═════ BRONTEKST

Heeft dit mysterieuze Britse databedrijf Donald Trump écht president gemaakt?
Er doet al weken een spannend verhaal de ronde: Donald Trump zou zijn zege te danken hebben aan de kunsten van een Brits databedrijf. Met zeer inventieve en schokkende politieke marketing zou Cambridge Analytica de keuze van miljoenen Amerikanen beïnvloed hebben. Wat klopt er van dit verhaal?
Soms is een verhaal té mooi om te checken.
Op 3 december 2016 verscheen er een artikel in het Zwitserse tijdschrift Das Magazin. ‘Ik heb alleen maar laten zien dat er een bom was,’ luidde de ietwat cryptische titel van het lange stuk. Het artikel zelf was minder omfloerst. Hier werd een onthutsende verklaring gegeven voor de verkiezingswinst van Donald Trump.

══════════

> [OPENSTAANDE OPDRACHTEN]
A) Stemmen de uitspraken (i), (ii) en (iii) overeen met de tekst over Cambridge Analytica? Geef bij elke uitspraak ja of nee en citeer de woorden uit de tekst die de doorslag geven.
(i) Het artikel in Das Magazin verscheen op 3 december 2016.
(ii) Das Magazin is een Brits tijdschrift.
(iii) Het artikel zelf was even cryptisch als de titel.
B) Vertaal deze zin uit de tekst over Cambridge Analytica in het Engels: "Soms is een verhaal té mooi om te checken."
C) Haal uit de tekst over Cambridge Analytica letterlijk het stuk dat begint bij "Er doet al weken" en doorloopt tot en met "om te checken.".

═════ GEGEVENSREGELS

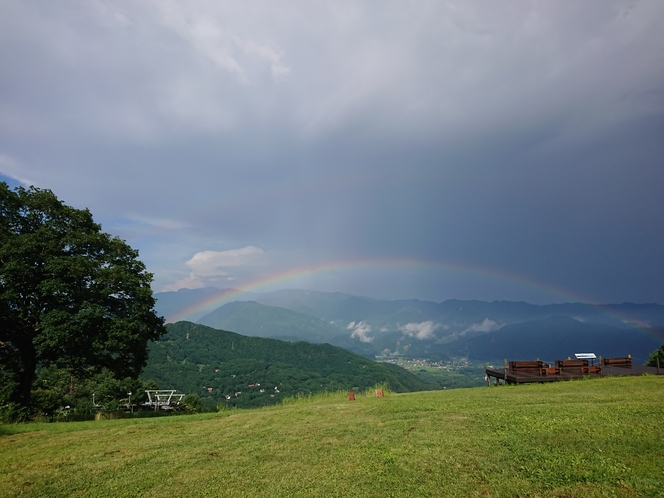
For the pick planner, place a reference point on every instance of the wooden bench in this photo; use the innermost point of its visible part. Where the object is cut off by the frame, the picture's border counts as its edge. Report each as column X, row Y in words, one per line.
column 618, row 362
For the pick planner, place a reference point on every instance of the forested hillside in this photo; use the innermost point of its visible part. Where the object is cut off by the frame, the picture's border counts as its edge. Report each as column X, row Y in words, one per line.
column 253, row 319
column 254, row 371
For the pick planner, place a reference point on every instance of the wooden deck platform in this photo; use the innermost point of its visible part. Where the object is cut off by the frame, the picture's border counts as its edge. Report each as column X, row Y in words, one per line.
column 524, row 376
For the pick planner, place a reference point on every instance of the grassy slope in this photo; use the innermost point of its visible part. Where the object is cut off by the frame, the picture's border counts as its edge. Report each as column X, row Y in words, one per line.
column 600, row 437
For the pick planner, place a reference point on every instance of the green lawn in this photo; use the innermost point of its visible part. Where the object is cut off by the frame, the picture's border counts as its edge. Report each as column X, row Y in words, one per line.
column 590, row 438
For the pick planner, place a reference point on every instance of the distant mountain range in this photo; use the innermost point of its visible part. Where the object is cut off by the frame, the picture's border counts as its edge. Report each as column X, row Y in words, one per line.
column 483, row 331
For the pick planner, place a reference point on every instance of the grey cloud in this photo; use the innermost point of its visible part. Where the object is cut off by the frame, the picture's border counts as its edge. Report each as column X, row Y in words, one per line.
column 524, row 136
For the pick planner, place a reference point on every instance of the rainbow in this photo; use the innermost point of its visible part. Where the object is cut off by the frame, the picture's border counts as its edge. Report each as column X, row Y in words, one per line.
column 281, row 278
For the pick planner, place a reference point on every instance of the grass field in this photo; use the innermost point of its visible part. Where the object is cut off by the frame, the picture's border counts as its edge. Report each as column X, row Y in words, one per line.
column 589, row 438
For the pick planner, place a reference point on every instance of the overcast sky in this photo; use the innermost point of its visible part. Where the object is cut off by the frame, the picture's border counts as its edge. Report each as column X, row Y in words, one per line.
column 433, row 150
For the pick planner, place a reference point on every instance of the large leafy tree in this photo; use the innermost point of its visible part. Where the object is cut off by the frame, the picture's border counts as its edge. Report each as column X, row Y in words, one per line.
column 71, row 296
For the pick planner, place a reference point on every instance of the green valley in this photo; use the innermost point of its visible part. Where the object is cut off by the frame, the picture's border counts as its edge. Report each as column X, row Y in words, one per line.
column 230, row 370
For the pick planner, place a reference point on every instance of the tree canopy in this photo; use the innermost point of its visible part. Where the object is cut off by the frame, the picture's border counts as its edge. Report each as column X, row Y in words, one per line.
column 71, row 296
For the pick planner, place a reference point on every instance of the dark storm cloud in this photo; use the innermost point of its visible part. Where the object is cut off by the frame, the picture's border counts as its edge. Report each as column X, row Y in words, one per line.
column 523, row 136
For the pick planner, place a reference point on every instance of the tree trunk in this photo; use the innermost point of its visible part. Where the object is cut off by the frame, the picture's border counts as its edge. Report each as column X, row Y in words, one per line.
column 26, row 374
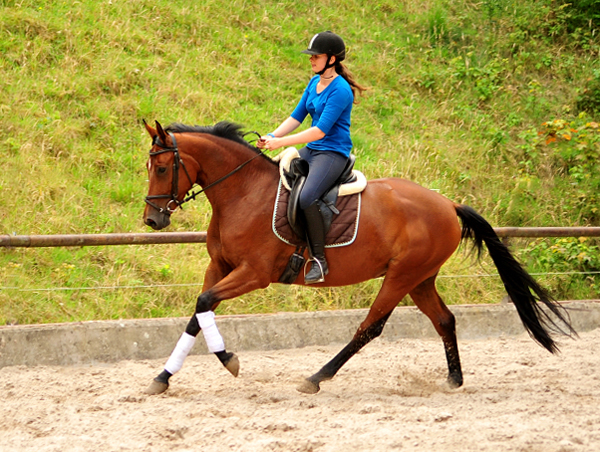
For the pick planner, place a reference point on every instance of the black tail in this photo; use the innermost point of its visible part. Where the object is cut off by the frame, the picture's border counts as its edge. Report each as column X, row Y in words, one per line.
column 523, row 290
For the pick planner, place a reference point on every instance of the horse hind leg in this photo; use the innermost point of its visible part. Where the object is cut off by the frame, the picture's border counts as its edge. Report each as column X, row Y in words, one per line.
column 427, row 299
column 391, row 293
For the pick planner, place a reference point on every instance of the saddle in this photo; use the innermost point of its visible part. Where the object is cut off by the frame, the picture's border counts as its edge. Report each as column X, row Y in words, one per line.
column 294, row 170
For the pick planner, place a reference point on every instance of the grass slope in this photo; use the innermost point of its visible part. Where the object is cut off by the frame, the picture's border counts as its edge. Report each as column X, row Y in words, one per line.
column 458, row 96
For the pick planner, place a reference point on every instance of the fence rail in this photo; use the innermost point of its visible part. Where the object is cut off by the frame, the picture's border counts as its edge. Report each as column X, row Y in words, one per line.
column 157, row 238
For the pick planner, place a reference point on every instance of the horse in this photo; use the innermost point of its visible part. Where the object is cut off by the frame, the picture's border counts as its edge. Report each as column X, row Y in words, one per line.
column 406, row 233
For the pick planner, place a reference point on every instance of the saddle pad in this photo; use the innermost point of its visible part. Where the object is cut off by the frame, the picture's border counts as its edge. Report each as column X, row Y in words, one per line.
column 343, row 228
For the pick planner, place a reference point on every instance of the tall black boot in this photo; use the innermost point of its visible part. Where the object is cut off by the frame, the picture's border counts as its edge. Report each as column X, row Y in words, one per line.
column 315, row 231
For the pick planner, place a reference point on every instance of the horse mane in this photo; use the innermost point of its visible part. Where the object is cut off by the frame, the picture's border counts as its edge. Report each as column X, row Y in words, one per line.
column 223, row 129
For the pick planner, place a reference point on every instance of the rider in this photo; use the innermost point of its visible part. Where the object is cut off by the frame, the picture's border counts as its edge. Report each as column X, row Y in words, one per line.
column 328, row 99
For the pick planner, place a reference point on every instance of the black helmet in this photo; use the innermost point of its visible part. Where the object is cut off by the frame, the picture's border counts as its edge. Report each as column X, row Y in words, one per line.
column 327, row 43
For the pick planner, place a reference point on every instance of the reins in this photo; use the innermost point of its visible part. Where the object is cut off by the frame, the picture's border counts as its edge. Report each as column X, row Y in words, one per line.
column 177, row 161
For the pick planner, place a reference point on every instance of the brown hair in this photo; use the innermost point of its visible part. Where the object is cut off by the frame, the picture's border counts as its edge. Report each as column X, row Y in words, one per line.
column 345, row 72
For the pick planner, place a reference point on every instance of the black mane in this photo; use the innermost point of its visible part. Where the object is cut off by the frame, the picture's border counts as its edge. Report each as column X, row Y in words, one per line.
column 223, row 129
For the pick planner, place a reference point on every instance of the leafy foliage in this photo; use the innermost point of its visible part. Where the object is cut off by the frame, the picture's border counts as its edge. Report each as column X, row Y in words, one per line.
column 458, row 95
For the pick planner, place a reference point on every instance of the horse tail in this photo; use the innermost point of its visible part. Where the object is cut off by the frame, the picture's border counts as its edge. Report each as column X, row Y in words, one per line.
column 523, row 290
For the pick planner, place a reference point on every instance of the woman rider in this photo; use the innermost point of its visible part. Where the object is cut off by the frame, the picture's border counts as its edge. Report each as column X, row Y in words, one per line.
column 328, row 99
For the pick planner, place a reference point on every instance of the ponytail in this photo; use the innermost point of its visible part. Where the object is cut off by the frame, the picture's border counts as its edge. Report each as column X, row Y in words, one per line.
column 347, row 75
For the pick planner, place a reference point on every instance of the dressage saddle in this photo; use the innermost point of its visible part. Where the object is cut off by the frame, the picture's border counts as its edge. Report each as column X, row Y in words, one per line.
column 296, row 177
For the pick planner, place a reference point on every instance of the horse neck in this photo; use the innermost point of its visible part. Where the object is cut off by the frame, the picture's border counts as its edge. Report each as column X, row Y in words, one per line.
column 216, row 157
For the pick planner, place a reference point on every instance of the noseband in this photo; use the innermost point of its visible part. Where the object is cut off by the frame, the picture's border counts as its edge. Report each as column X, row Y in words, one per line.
column 177, row 162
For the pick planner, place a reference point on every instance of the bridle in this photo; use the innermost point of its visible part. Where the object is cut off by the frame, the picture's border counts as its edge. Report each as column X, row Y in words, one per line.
column 177, row 163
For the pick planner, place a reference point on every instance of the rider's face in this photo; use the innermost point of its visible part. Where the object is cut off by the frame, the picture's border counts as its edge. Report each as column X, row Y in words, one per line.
column 318, row 62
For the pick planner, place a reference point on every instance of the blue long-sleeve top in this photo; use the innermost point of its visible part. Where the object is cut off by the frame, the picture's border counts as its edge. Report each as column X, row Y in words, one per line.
column 330, row 111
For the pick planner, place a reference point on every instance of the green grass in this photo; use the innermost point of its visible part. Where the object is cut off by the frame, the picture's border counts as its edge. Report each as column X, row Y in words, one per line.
column 459, row 92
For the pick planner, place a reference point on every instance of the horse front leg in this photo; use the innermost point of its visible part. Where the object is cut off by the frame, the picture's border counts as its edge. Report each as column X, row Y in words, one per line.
column 240, row 281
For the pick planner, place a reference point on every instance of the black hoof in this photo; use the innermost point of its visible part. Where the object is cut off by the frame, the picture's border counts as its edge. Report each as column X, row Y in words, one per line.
column 455, row 381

══════════

> [UITWERKINGEN PER OPDRACHT]
A)
(i) Ja: "Op 3 december 2016 verscheen er een artikel in het Zwitserse tijdschrift Das Magazin."
(ii) Nee: "het Zwitserse tijdschrift Das Magazin"
(iii) Nee: "Het artikel zelf was minder omfloerst."

B) Sometimes a story is too good to check.

C)
Er doet al weken een spannend verhaal de ronde: Donald Trump zou zijn zege te danken hebben aan de kunsten van een Brits databedrijf. Met zeer inventieve en schokkende politieke marketing zou Cambridge Analytica de keuze van miljoenen Amerikanen beïnvloed hebben. Wat klopt er van dit verhaal?
Soms is een verhaal té mooi om te checken.